Rewrite every line of the listing below with "JSON array" changed to "JSON list" and nothing else altered, leaving the pictures out of your version.

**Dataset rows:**
════════════════════
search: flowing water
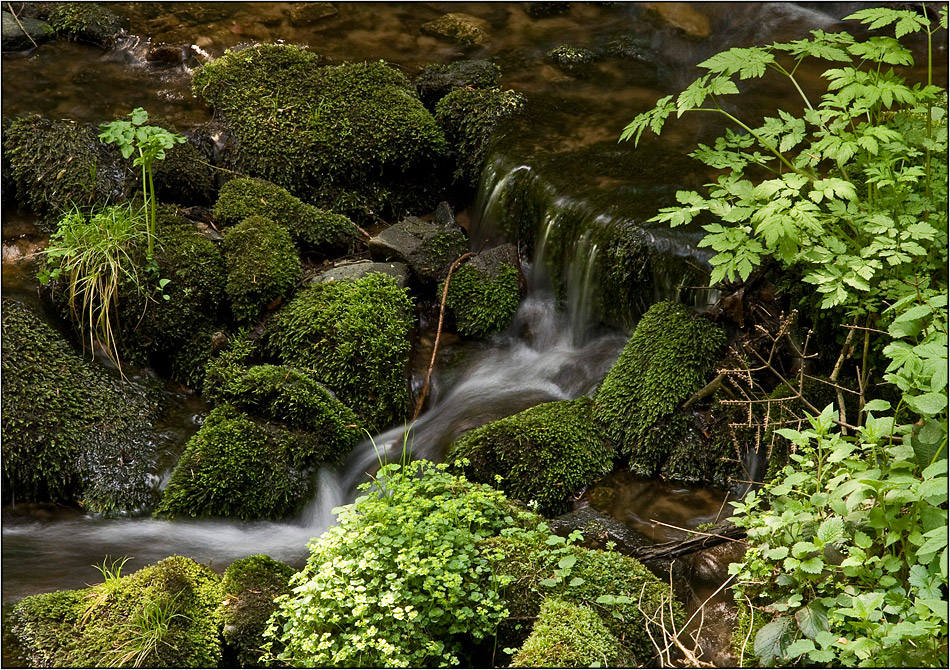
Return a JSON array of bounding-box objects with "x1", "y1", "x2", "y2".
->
[{"x1": 2, "y1": 2, "x2": 944, "y2": 663}]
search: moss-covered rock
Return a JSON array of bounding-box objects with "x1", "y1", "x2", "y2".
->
════════════════════
**WORKED ANSWER:**
search: flowing water
Return a JSON list of bounding-box objects with "x1", "y1", "x2", "y2".
->
[{"x1": 2, "y1": 2, "x2": 944, "y2": 663}]
search: moss-covered rock
Return a JSON list of bounding-box objects with "x1", "y1", "x2", "y2".
->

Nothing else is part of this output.